===== Text extract =====

Applying these risks against future forecasts

The Directors have considered prior years' trading performance and the completed weeks of trading since 31 October 2022. The Group has performed in line with expectations and retains a strong level of working capital and liquidity to execute its strategy. During the year the Group completed a GBP250.0m Sustainability Linked Revolving Credit Facility (RCF) which expires in October 2026. The Group also benefits from GBP100.0m of senior loan notes. Both of these sources of financing are subject to three financial covenant tests. The Group does not disclose the terms of these covenants as it considers them to be commercially confidential. The RCF is also subject to sustainability targets which are aligned to the Group's sustainability strategy with a lower interest payable if these are achieved. See Principal risks above for more information. Given the Group's strong liquidity position the Directors consider the possibility of breaching one of the financial covenants as being the first sign that the Group could be in distress and should be the basis of its going concern assessment in this year's financial statements.

The Directors have then considered three scenarios that stress test how the Group would perform against the risks outlined above.

1. 'Base case'. The Directors have considered the forecast for FY23 to FY25. The forecasts include the Directors current assessment of the potential impact of the economic uncertainty currently being experienced in the UK. These impacts include sales price and sales volume reductions, but are not disclosed as the Group considers them to be commercially sensitive.

The Group has already secured a significant proportion of sales for FY23 by way of its strong forward order book. Under this scenario the Group maintains a strong level of liquidity and financial headroom throughout FY23 and beyond and remains compliant with all three covenants with comfortable headroom.

===== Record excerpts =====

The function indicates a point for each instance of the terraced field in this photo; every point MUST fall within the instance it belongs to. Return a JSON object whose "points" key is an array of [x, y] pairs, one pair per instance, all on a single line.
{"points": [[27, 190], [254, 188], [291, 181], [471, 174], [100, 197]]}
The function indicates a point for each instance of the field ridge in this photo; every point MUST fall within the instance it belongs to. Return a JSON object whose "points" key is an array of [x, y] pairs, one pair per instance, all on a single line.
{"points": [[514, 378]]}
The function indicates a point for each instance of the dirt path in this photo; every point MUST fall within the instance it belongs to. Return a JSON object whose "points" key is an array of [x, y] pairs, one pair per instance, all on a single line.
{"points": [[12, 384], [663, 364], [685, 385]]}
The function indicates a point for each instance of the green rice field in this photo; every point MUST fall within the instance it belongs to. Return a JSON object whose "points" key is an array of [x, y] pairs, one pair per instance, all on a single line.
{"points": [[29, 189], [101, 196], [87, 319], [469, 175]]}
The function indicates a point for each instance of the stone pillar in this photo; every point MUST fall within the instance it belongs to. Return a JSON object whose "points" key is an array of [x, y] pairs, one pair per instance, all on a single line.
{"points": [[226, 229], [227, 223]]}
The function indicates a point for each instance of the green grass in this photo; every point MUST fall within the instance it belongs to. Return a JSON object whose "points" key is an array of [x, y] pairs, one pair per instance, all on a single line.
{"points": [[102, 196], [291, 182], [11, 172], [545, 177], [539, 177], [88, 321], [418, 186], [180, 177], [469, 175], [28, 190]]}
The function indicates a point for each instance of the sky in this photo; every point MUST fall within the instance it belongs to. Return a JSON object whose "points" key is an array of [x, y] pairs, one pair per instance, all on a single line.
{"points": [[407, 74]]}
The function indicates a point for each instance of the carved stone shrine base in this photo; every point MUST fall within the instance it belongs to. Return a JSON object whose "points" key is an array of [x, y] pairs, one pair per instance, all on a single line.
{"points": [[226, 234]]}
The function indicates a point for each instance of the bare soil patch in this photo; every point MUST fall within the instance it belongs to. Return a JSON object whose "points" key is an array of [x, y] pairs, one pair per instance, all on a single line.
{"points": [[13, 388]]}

=====

Problem set:
• 1. Answer these questions about the forecasting extract:
(a) How large is the Sustainability Linked Revolving Credit Facility, and when does it expire?
(b) How many financial covenant tests apply to the Group's financing?
(c) Which years does the forecast in the 'Base case' cover?
• 2. From the forecasting extract, copy the passage between "The Directors have then" and "be commercially sensitive.", inclusive.
• 3. Render this sentence from the forecasting extract in Spanish: "The Group has performed in line with expectations and retains a strong level of working capital and liquidity to execute its strategy."

Results by task:
• 1.
(a) GBP250.0m, expiring in October 2026.
(b) Three.
(c) FY23 to FY25.

• 2.
The Directors have then considered three scenarios that stress test how the Group would perform against the risks outlined above.

1. 'Base case'. The Directors have considered the forecast for FY23 to FY25. The forecasts include the Directors current assessment of the potential impact of the economic uncertainty currently being experienced in the UK. These impacts include sales price and sales volume reductions, but are not disclosed as the Group considers them to be commercially sensitive.

• 3. El Grupo ha tenido un desempeño acorde con las expectativas y mantiene un sólido nivel de capital circulante y liquidez para ejecutar su estrategia.